• EXERCISE REQUIREMENTS: Leave the pictures out, and transcribe the material below exactly from the line with "Target: green shrub" to the line with "Target: window", both lines included.

• MATERIAL FOR THIS EXERCISE:
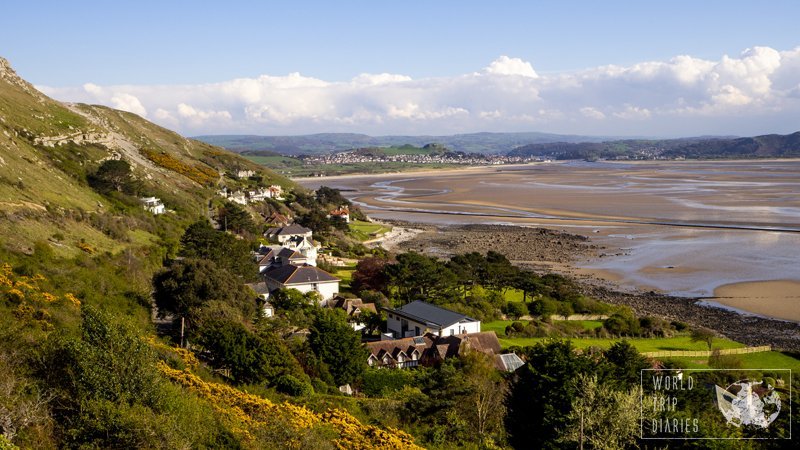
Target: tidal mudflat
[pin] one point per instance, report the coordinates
(685, 228)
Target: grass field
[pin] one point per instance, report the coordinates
(641, 344)
(499, 326)
(763, 360)
(514, 295)
(364, 231)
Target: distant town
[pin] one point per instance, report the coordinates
(360, 156)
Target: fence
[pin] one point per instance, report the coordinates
(707, 353)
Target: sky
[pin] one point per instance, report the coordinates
(612, 68)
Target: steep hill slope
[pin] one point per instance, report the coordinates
(48, 150)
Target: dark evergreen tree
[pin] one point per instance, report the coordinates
(336, 343)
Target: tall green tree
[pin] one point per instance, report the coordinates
(232, 217)
(540, 399)
(336, 343)
(250, 358)
(601, 417)
(185, 286)
(201, 240)
(420, 277)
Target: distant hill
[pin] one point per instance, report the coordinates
(49, 150)
(332, 142)
(767, 146)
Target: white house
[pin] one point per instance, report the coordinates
(304, 279)
(262, 293)
(276, 192)
(244, 173)
(238, 197)
(274, 256)
(283, 234)
(430, 349)
(305, 246)
(153, 205)
(342, 213)
(418, 318)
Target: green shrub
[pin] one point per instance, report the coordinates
(382, 382)
(290, 385)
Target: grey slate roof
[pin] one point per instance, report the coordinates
(292, 229)
(420, 311)
(259, 288)
(290, 274)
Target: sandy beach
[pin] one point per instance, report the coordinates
(682, 228)
(779, 298)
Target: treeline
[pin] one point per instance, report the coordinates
(471, 283)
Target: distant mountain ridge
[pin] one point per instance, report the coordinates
(333, 142)
(765, 146)
(50, 150)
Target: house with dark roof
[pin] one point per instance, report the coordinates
(283, 234)
(430, 349)
(270, 257)
(303, 278)
(277, 220)
(418, 318)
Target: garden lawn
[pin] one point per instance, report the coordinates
(364, 231)
(499, 326)
(762, 360)
(641, 344)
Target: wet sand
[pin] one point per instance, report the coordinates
(682, 228)
(779, 299)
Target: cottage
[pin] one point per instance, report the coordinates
(303, 278)
(342, 213)
(429, 349)
(418, 318)
(153, 205)
(283, 234)
(276, 192)
(243, 173)
(238, 197)
(277, 220)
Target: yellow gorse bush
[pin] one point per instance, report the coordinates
(248, 412)
(200, 174)
(27, 291)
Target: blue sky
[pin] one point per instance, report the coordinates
(127, 50)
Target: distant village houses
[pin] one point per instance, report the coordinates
(342, 213)
(291, 263)
(243, 173)
(251, 196)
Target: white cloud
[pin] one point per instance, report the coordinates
(592, 113)
(511, 66)
(128, 102)
(757, 91)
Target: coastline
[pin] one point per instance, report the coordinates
(420, 171)
(542, 249)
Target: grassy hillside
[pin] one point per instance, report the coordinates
(49, 150)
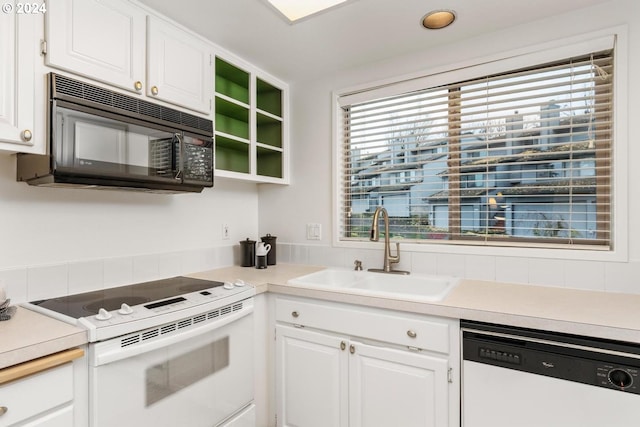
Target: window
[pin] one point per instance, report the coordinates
(520, 157)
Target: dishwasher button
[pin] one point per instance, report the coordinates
(620, 378)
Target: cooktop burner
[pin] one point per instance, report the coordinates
(89, 303)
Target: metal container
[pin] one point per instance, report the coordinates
(248, 253)
(271, 240)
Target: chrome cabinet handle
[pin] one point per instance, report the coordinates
(177, 136)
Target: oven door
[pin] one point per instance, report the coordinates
(197, 378)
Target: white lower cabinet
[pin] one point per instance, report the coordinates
(42, 399)
(342, 365)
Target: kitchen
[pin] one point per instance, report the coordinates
(65, 241)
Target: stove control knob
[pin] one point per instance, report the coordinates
(103, 314)
(125, 309)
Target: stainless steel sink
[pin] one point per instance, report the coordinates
(411, 288)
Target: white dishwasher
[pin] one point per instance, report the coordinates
(515, 377)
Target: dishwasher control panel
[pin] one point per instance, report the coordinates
(577, 363)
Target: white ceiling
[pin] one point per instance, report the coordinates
(356, 33)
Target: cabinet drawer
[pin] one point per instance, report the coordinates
(407, 329)
(36, 394)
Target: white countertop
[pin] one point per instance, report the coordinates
(29, 335)
(597, 314)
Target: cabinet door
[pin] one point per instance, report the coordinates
(389, 387)
(62, 417)
(100, 39)
(179, 67)
(311, 372)
(18, 85)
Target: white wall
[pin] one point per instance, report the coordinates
(285, 211)
(56, 241)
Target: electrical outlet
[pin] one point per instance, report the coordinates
(314, 231)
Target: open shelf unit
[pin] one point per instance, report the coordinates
(250, 131)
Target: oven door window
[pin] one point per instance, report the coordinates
(193, 382)
(96, 145)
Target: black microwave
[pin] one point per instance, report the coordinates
(99, 138)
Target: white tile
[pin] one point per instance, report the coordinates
(328, 256)
(169, 265)
(623, 277)
(145, 268)
(225, 256)
(512, 270)
(424, 263)
(86, 276)
(193, 261)
(300, 254)
(118, 271)
(450, 265)
(47, 281)
(546, 272)
(480, 267)
(14, 282)
(587, 275)
(284, 253)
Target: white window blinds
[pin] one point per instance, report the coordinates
(519, 158)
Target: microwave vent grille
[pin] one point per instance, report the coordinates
(65, 87)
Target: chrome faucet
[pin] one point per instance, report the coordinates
(375, 236)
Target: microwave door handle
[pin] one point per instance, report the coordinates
(178, 176)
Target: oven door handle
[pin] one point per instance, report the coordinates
(112, 350)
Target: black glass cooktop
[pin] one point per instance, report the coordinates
(88, 304)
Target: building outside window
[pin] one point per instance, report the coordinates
(523, 156)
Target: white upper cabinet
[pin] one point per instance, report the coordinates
(122, 44)
(179, 68)
(103, 40)
(19, 46)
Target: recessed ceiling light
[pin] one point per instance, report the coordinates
(437, 19)
(296, 9)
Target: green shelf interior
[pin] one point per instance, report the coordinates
(269, 162)
(232, 155)
(269, 130)
(268, 98)
(232, 118)
(232, 81)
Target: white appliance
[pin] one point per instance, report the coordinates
(524, 378)
(173, 352)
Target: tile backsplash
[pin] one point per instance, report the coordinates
(48, 281)
(576, 274)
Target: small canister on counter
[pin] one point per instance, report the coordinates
(248, 253)
(271, 240)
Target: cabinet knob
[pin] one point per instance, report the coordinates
(27, 135)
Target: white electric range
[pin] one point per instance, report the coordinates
(169, 352)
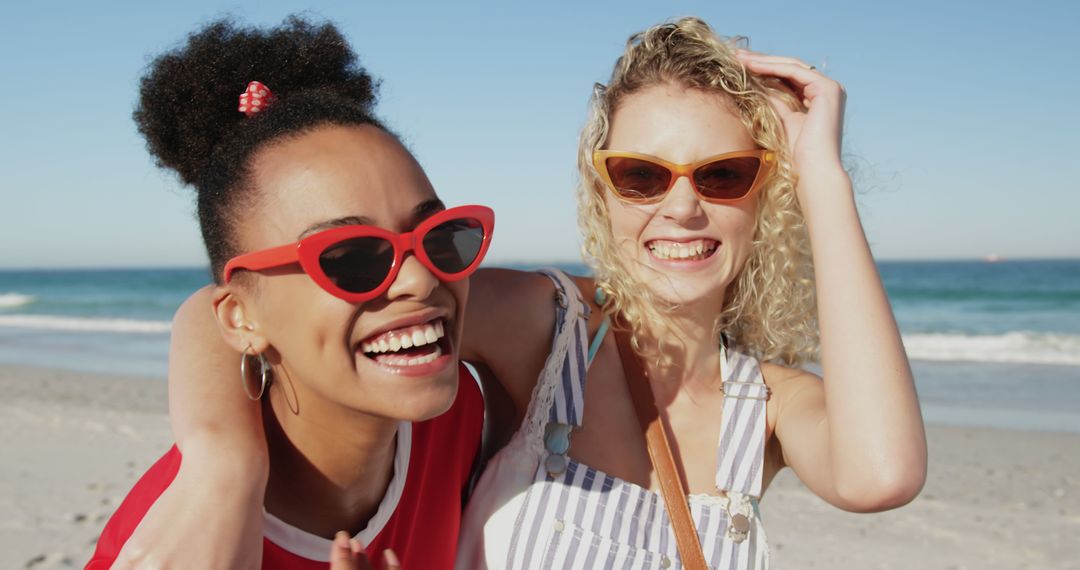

• PROBLEM SOLUTION:
Target: green shrub
[pin] one point per instance, report the coordinates
(382, 382)
(290, 385)
Target: grey slate roof
[pin] one point per instance, report the coordinates
(292, 229)
(420, 311)
(259, 288)
(290, 274)
Target: sandy beach
[pin] one point per instance, report the coordinates
(682, 228)
(779, 298)
Target: treeline
[pin] one point per instance, report the coordinates
(471, 283)
Target: distant mountain ridge
[pin] one point per instance, report the coordinates
(333, 142)
(765, 146)
(50, 150)
Target: house with dark roof
[pin] one point per instance, report the coordinates
(283, 234)
(430, 349)
(270, 257)
(303, 278)
(277, 220)
(418, 318)
Target: garden lawn
[pin] one point per instance, report the coordinates
(364, 231)
(499, 326)
(762, 360)
(641, 344)
Target: wet sand
[pin] one point per instance, report the coordinates
(682, 228)
(779, 299)
Target: cottage
[pin] one point per instance, report the coordinates
(303, 278)
(342, 213)
(429, 349)
(418, 318)
(153, 205)
(283, 234)
(276, 192)
(243, 173)
(238, 197)
(277, 220)
Target: yellow gorse bush
[pin] one point per instance, report the coordinates
(248, 412)
(200, 174)
(27, 291)
Target: blue sky
[pin] one point per instance, report the coordinates
(127, 50)
Target: distant village houses
[pin] one point per instance, report the coordinates
(342, 213)
(291, 263)
(243, 173)
(251, 196)
Target: white cloud
[pin] one point per instance, report the coordinates
(592, 113)
(511, 66)
(128, 102)
(757, 91)
Target: coastline
[pin] one point per instance, report the coordinates
(420, 171)
(542, 249)
Target: grassy hillside
[pin] one point per instance, report the coordinates
(49, 150)
Target: window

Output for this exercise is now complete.